- _EXERCISE GOAL_: Return, without any alteration, the portion of the rows that begins with the line containing "of the distant", including that line, and continues through the final line of the rows.

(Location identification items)
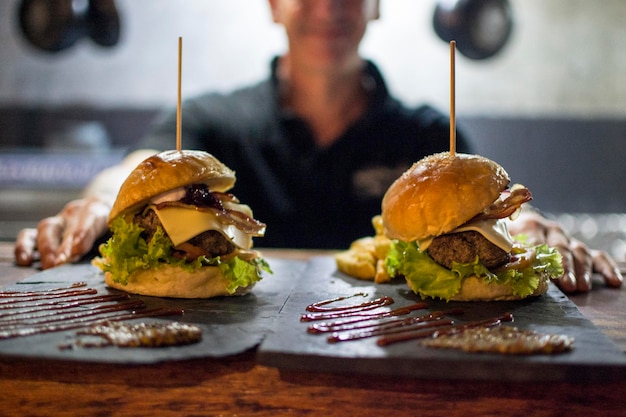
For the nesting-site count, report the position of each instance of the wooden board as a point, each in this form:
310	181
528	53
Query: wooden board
230	325
290	347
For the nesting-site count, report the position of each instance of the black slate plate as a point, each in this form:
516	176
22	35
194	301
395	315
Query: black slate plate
230	325
290	347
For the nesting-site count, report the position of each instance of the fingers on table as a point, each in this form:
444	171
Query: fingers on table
26	247
49	236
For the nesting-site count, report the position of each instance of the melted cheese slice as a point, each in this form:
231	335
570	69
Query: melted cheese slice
494	230
182	223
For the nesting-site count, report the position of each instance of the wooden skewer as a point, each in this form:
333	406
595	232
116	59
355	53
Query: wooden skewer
178	104
452	104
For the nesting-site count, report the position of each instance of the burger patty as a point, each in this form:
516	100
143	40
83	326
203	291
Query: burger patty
211	242
464	247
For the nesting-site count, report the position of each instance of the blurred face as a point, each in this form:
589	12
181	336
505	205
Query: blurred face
324	32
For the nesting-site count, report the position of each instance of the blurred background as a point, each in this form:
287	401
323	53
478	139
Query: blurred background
550	105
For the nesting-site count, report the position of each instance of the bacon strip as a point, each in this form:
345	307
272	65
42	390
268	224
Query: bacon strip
507	205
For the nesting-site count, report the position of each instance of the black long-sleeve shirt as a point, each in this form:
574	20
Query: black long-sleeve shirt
309	197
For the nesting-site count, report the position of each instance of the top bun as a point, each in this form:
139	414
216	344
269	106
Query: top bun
439	193
166	171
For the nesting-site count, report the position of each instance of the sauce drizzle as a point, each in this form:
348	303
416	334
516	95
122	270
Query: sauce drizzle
35	312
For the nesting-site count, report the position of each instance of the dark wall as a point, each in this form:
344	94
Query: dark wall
570	165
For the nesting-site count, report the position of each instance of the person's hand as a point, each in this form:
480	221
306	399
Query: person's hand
579	261
65	237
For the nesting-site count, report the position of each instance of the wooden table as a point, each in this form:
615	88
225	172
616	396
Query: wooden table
238	386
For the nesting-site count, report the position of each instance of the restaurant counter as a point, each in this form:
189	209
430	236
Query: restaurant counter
238	385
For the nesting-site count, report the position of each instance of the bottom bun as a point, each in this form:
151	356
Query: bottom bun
477	289
173	281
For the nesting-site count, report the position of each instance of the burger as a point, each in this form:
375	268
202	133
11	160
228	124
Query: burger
176	232
446	217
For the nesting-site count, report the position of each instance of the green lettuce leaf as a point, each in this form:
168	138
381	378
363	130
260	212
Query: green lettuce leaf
126	251
429	279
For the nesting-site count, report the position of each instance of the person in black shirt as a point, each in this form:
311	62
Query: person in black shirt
314	149
310	196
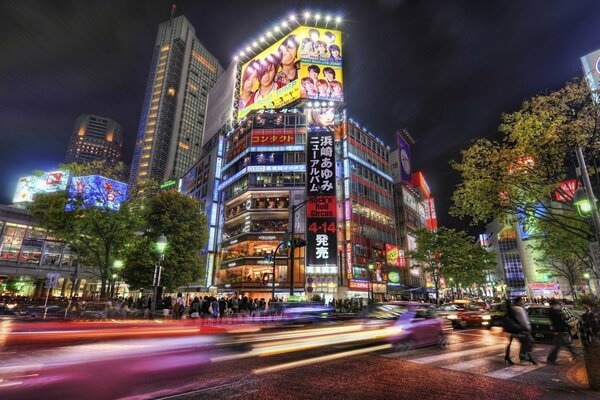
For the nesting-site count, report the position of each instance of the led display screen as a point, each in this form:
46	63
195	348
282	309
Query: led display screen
307	64
97	191
49	182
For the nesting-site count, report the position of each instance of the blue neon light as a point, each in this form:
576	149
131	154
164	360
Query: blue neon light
264	149
358	160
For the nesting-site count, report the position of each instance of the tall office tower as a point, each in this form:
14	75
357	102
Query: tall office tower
95	138
169	140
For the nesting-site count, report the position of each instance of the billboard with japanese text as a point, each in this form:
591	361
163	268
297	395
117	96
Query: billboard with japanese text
306	63
591	71
48	182
320	189
96	191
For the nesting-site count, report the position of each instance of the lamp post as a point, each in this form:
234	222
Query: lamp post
161	245
273	258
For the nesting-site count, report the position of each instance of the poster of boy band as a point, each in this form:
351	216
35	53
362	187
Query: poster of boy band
306	64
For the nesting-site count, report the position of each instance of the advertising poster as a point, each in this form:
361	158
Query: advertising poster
320	188
49	182
394	275
307	63
405	160
97	191
391	255
591	71
273	138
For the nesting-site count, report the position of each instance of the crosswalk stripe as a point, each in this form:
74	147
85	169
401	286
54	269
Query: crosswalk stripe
455	354
512	371
478	362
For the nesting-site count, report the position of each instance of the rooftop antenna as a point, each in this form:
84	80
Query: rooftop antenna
173	8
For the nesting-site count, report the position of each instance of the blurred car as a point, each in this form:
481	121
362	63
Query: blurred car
541	327
418	325
304	311
93	311
37	311
463	314
497	313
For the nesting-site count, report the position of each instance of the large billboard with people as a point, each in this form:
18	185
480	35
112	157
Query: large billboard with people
96	191
48	182
306	64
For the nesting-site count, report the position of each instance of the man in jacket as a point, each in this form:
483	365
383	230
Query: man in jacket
562	332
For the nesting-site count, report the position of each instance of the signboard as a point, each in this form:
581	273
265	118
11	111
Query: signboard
49	182
272	138
358	286
430	217
394	275
392	256
321	232
420	182
266	158
591	71
405	159
567	190
97	191
168	184
307	64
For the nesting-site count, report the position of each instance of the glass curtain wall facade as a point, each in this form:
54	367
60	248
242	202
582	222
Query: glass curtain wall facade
182	72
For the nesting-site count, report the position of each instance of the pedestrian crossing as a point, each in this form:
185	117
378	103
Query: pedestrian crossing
479	354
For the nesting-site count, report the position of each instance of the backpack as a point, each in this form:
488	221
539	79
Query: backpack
511	325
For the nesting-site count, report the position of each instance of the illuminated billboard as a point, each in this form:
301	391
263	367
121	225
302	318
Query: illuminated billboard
97	191
392	257
591	70
49	182
306	64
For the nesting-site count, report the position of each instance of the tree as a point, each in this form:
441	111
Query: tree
98	234
183	221
562	254
517	174
451	254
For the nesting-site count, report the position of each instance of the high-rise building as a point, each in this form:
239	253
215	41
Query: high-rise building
95	138
182	72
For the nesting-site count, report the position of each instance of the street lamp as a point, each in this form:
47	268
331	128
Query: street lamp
582	202
161	245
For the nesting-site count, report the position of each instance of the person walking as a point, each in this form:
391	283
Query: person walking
524	335
562	333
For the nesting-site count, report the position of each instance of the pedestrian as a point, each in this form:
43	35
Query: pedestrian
222	306
195	308
179	308
235	304
562	333
524	336
215	306
204	311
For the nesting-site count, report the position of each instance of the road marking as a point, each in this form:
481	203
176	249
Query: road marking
316	360
512	371
455	354
478	362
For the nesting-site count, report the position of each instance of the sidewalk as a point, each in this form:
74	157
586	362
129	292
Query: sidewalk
569	383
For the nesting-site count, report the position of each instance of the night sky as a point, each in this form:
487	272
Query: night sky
445	70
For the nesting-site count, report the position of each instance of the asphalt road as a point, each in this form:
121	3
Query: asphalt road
258	365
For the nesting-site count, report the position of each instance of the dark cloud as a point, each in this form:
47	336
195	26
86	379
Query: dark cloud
444	70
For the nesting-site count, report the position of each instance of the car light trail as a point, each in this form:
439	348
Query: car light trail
320	359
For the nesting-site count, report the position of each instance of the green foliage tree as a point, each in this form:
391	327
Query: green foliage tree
451	254
97	234
562	254
183	221
517	174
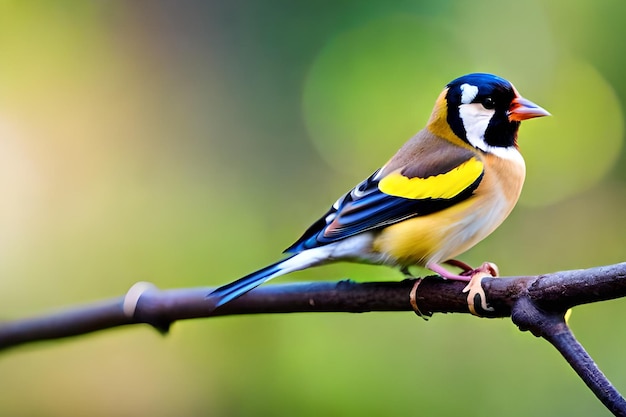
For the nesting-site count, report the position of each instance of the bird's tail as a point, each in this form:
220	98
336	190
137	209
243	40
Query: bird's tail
235	289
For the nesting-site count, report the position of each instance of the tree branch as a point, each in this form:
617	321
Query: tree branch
534	303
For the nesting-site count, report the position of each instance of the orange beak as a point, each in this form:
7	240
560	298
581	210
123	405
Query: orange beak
522	109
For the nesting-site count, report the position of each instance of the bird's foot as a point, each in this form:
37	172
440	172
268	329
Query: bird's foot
476	298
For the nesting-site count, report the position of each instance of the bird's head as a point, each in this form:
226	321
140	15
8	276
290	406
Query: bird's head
482	110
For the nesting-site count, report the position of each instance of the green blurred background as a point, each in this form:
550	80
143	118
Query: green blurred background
187	143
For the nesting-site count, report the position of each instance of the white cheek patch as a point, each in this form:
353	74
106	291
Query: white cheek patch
468	93
475	120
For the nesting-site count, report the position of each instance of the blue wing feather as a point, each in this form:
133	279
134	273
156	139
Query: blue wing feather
367	208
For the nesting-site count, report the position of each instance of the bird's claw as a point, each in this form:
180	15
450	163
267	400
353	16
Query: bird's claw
476	296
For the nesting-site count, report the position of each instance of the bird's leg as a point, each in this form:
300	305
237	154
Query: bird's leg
487	267
475	293
405	271
461	265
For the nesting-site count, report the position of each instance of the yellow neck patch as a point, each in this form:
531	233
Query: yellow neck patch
443	186
438	122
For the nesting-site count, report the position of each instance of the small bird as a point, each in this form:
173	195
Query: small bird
445	190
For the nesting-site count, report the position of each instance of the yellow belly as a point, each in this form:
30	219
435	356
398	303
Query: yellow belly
448	233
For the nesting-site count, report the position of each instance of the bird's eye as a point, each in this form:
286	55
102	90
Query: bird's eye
489	103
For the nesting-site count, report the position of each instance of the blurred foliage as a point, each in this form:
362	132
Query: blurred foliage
186	143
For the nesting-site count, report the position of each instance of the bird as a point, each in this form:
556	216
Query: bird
445	190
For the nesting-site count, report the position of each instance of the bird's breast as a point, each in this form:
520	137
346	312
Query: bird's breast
447	233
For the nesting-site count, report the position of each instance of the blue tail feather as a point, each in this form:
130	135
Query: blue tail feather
238	288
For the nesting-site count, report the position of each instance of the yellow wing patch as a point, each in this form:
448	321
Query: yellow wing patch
446	185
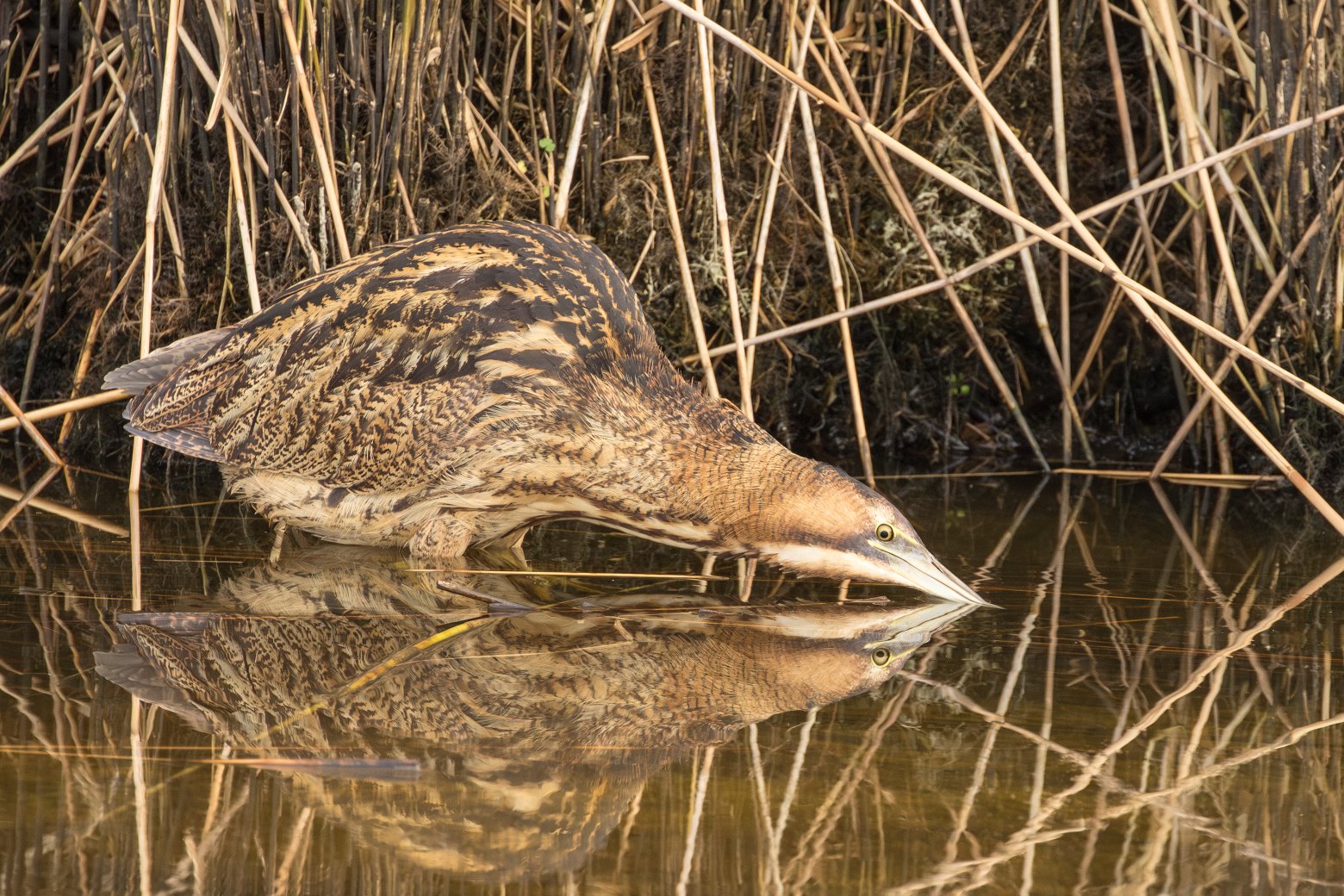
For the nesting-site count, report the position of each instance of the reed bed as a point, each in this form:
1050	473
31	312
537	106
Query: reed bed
1072	231
1152	711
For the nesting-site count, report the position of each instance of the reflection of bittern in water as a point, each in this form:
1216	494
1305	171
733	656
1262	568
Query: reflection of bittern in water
527	735
460	387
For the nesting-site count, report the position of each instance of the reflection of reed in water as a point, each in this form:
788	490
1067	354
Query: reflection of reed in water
513	746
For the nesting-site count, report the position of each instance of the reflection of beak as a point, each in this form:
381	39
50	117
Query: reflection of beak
916	626
924	573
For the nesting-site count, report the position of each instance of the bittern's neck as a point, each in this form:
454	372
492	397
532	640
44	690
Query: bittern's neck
754	494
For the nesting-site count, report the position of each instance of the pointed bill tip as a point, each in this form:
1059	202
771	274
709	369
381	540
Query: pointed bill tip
934	579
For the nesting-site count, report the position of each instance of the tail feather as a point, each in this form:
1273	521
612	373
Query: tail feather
152	369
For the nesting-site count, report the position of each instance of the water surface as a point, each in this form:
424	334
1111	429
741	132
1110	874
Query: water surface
1151	706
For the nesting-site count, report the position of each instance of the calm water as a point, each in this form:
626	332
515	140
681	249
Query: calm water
1154	706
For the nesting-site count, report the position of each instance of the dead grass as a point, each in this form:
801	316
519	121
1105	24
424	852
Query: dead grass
858	151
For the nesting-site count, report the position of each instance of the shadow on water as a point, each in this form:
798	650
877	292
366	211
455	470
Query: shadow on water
494	747
1152	706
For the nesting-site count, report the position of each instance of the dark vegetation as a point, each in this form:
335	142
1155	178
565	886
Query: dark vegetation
418	115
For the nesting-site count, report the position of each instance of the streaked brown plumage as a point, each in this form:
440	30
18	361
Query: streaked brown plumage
460	387
513	747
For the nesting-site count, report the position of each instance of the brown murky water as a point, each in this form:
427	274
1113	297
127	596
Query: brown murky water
1152	708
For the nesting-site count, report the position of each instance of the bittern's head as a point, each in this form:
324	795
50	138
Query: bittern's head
820	521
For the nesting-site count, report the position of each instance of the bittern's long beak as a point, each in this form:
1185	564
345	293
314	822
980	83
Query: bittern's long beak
922	571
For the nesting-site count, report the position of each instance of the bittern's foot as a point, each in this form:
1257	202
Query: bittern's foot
441	540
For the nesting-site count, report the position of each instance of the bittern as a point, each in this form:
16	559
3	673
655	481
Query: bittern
515	746
460	387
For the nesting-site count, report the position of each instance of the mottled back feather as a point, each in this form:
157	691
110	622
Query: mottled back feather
376	371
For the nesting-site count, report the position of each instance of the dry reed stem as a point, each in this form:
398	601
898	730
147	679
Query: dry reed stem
24	499
905	207
1026	258
1249	328
326	168
1098	261
693	302
1056	113
720	213
837	288
1142	298
26	422
784	129
578	124
1130	195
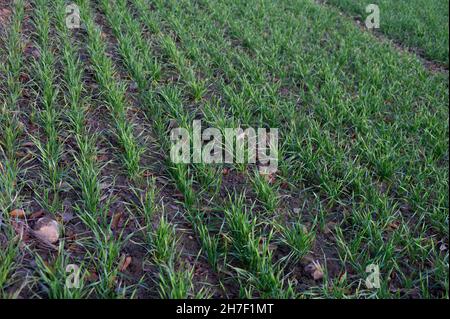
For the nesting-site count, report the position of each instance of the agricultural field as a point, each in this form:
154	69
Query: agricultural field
93	203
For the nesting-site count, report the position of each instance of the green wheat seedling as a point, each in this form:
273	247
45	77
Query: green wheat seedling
50	150
54	276
254	252
10	126
172	97
114	92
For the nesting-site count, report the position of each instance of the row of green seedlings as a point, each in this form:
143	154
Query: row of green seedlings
114	92
178	56
173	282
105	250
265	193
382	144
86	169
382	147
10	132
135	52
382	203
47	111
248	62
221	50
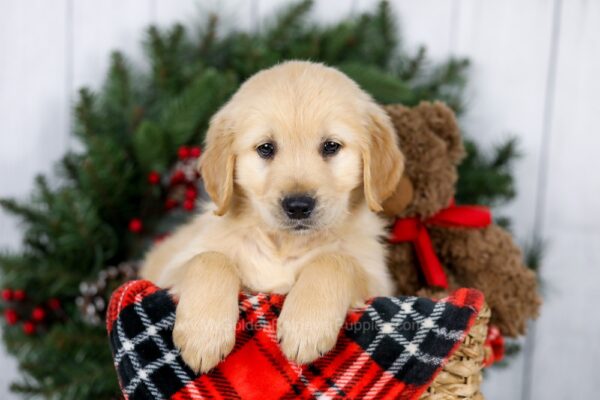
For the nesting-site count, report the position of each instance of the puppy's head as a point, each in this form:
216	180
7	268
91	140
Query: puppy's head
303	145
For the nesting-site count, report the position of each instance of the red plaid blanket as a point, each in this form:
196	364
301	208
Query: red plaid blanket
391	349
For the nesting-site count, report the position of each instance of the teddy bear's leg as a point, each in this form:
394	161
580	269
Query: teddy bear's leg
316	307
207	312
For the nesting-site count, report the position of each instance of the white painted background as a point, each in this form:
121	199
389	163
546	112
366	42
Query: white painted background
535	73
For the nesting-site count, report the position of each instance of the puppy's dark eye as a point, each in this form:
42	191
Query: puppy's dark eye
266	150
330	148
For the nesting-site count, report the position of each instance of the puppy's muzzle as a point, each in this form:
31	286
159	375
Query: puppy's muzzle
298	206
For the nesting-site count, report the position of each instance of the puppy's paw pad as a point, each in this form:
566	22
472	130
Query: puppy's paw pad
203	345
303	341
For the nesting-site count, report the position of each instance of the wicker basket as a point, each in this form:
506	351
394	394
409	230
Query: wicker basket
461	376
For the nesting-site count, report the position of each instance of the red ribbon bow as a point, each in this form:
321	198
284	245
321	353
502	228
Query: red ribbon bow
415	230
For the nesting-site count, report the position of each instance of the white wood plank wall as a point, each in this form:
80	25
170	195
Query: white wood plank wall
535	74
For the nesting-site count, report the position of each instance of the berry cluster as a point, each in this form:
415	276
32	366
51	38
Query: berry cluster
181	184
32	316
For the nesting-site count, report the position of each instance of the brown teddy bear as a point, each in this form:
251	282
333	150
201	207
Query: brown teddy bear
441	247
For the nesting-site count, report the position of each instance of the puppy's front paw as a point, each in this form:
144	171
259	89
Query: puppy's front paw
305	332
205	337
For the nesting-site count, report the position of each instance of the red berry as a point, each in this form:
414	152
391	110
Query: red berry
160	238
191	193
11	316
195	152
29	328
183	152
7	294
153	178
189	204
38	314
19	295
135	225
177	177
54	304
170	204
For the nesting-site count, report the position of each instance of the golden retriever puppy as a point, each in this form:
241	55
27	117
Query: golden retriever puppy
297	163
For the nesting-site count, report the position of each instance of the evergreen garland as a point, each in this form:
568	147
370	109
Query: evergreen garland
80	222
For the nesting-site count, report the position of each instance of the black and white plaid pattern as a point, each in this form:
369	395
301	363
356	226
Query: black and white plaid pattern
393	346
410	337
144	333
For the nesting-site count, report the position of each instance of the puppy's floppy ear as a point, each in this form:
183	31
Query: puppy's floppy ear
383	162
217	163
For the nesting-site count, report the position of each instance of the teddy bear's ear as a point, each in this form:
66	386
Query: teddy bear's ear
400	199
441	120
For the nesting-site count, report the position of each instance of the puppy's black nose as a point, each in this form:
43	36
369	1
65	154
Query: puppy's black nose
298	206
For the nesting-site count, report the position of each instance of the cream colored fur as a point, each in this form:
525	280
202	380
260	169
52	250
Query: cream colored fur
243	239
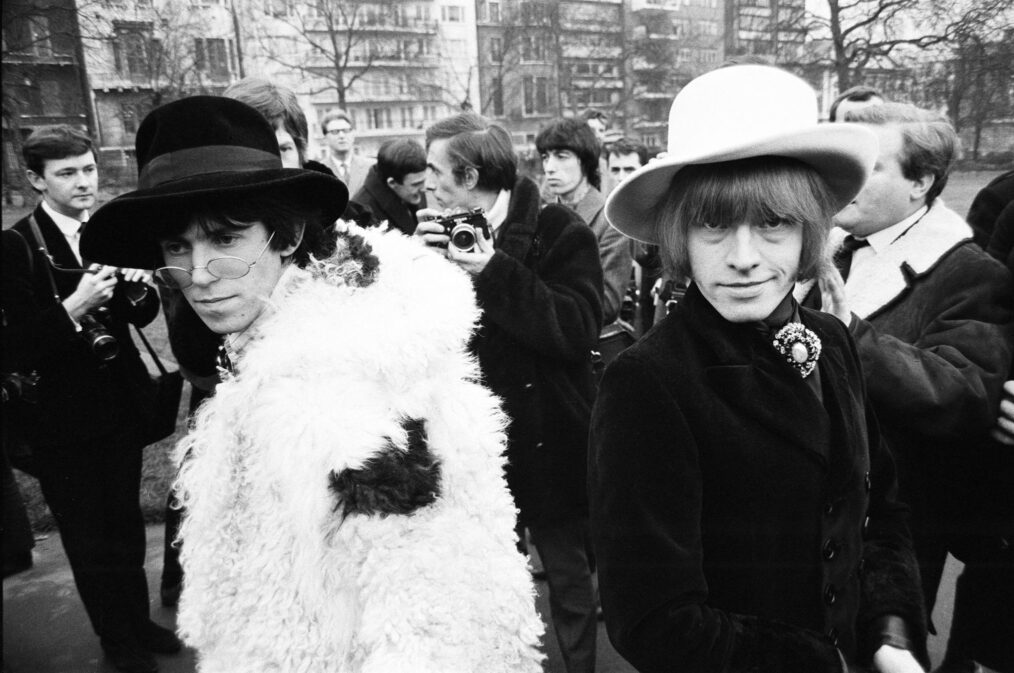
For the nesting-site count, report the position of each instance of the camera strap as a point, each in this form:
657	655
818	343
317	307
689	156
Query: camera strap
41	242
151	352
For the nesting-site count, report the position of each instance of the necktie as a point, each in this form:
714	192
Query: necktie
843	258
223	361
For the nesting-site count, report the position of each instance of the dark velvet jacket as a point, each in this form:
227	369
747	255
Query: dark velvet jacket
739	524
80	398
385	205
541	301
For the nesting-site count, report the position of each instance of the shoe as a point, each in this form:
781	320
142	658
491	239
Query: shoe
958	666
157	639
170	594
128	656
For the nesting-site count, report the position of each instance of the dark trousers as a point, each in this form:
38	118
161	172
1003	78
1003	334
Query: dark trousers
92	491
984	614
563	549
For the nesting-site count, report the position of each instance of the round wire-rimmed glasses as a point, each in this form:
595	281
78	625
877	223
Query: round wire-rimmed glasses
227	268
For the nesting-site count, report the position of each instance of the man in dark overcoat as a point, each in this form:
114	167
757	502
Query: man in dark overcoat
931	314
85	431
395	185
538	282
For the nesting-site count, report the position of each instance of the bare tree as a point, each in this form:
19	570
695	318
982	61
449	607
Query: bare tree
337	43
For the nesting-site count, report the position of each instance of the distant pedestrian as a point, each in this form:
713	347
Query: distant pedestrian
743	505
344	489
395	185
68	319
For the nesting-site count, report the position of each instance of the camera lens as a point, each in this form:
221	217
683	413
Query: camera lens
463	237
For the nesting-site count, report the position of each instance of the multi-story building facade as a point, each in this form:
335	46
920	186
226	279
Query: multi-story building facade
549	59
393	66
141	54
44	76
669	43
771	28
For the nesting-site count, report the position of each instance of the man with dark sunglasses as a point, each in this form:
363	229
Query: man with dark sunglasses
323	479
85	428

- _TASK ANSWER_:
For the nesting-site count, report the position of each instance of the distant pedestrian as a point, each in this form:
713	347
Query: distant pedestrian
743	505
344	489
395	185
68	319
For the nesting-site count, report the position of each instance of the camera lens as a point, each in this form:
221	217
683	413
Query: camera lens
463	237
For the nesting-site count, report the position of each instance of the multi-story building facade as a point, each in this form:
335	46
920	186
226	279
Query: multi-story building facade
549	59
393	66
141	54
44	76
669	43
771	28
For the nesting-site count, report the position of each instance of the man with dark sunglasses as a point, each in this form:
363	229
Query: man with dark sunglasses
323	479
85	428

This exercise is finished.